Extracted data:
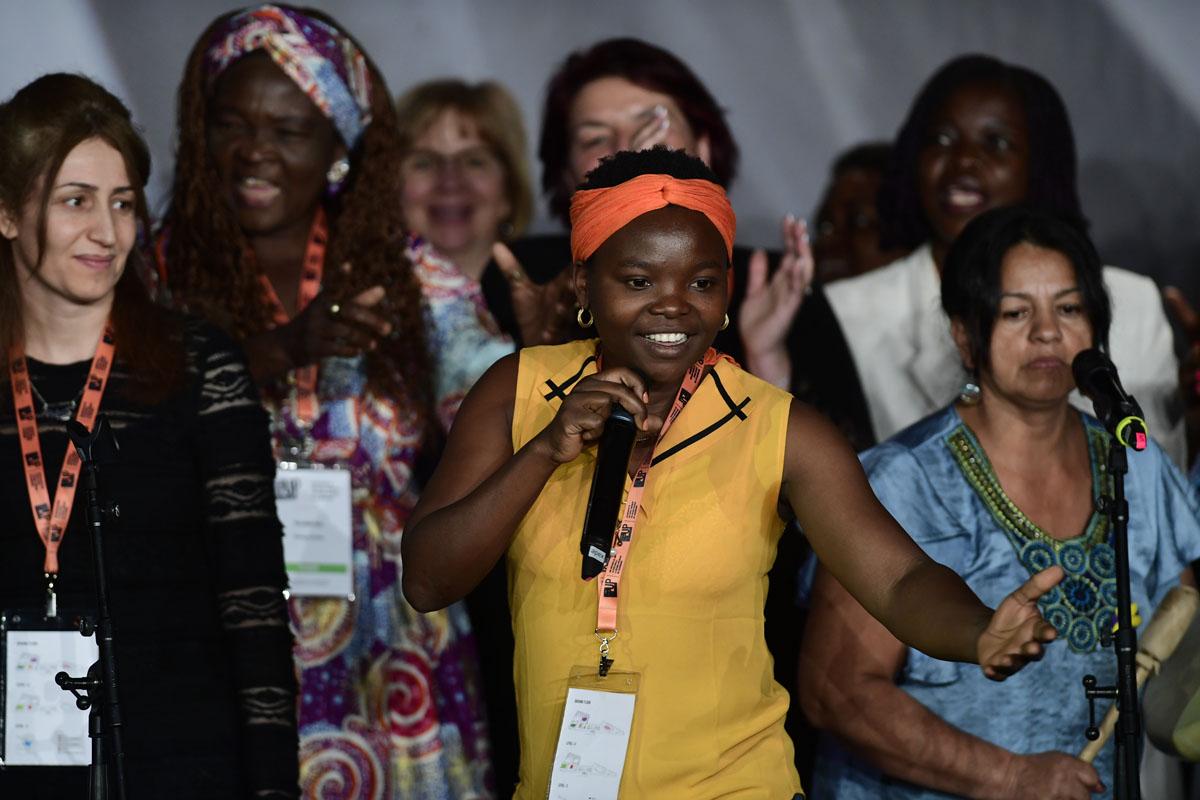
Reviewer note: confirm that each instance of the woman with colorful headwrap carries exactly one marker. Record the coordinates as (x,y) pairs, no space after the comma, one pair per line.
(286,229)
(720,457)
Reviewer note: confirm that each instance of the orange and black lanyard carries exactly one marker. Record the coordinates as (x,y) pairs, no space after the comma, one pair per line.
(51,521)
(305,378)
(623,536)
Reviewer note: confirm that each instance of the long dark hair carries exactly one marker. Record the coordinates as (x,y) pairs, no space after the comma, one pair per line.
(1053,161)
(39,128)
(208,269)
(973,270)
(642,65)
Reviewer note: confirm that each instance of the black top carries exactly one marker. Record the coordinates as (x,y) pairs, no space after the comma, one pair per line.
(196,575)
(823,372)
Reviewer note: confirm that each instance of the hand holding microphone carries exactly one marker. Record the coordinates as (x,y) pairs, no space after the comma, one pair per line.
(607,486)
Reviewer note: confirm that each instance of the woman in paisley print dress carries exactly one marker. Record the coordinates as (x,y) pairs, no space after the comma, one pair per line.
(285,228)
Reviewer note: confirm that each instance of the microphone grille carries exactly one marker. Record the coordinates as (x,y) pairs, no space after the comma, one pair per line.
(1086,364)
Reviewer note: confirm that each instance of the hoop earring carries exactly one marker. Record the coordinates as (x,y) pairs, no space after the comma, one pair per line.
(336,174)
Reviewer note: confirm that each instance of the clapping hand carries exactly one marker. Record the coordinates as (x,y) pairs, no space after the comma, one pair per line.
(329,326)
(543,310)
(1186,314)
(1017,631)
(771,304)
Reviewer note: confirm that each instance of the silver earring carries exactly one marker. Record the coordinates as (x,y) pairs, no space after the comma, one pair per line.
(969,395)
(337,173)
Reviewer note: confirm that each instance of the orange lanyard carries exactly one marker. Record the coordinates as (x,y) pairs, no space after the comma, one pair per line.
(305,378)
(52,521)
(609,587)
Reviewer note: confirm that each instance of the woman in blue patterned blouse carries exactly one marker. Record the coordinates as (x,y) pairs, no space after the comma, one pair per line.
(995,486)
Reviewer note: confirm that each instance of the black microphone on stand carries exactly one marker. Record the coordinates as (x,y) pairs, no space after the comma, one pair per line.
(607,485)
(1097,377)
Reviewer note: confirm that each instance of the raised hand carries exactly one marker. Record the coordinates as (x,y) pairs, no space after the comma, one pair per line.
(544,311)
(771,305)
(1050,775)
(1188,318)
(580,420)
(1017,631)
(336,328)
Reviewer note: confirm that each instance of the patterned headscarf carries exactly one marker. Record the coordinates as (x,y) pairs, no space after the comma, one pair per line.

What you need to do: Word for word, return the lines from the one holding "Reviewer note: confirm that each instance of the orange lanyard" through the end of the entries above.

Response box:
Reviewer note: confirm that each instance of the orange lanyard carries exactly one marker. Record the coordinates as (x,y) pairs, no space after the comma, one pair per line.
(305,378)
(52,521)
(609,587)
Reviewer note: confirm that each instance of the woman in blue patterned blouse carries exactly one marker. Record the coordinates as (x,y) pairs, no space after the comma, one pair per line.
(995,486)
Reviewer note: confirm that each instance of the black microphone on stand carries exactly one marker. Record the coordinates as (x,y) pairs, no space after the comma, one pair per line.
(607,485)
(1097,377)
Reviewer note: confirm that each instance of the raised hand carries exactly one marker. Record the coordinates as (x,y) pairs, no space after the comma, one pair per line.
(544,311)
(771,305)
(1050,775)
(1188,318)
(580,420)
(1017,631)
(336,328)
Reviewer note: confirm that each instance of the patterned headscarf carries exactly one marker. Record the coordinates as (x,y) pairs, no space after the comma, one pair per line.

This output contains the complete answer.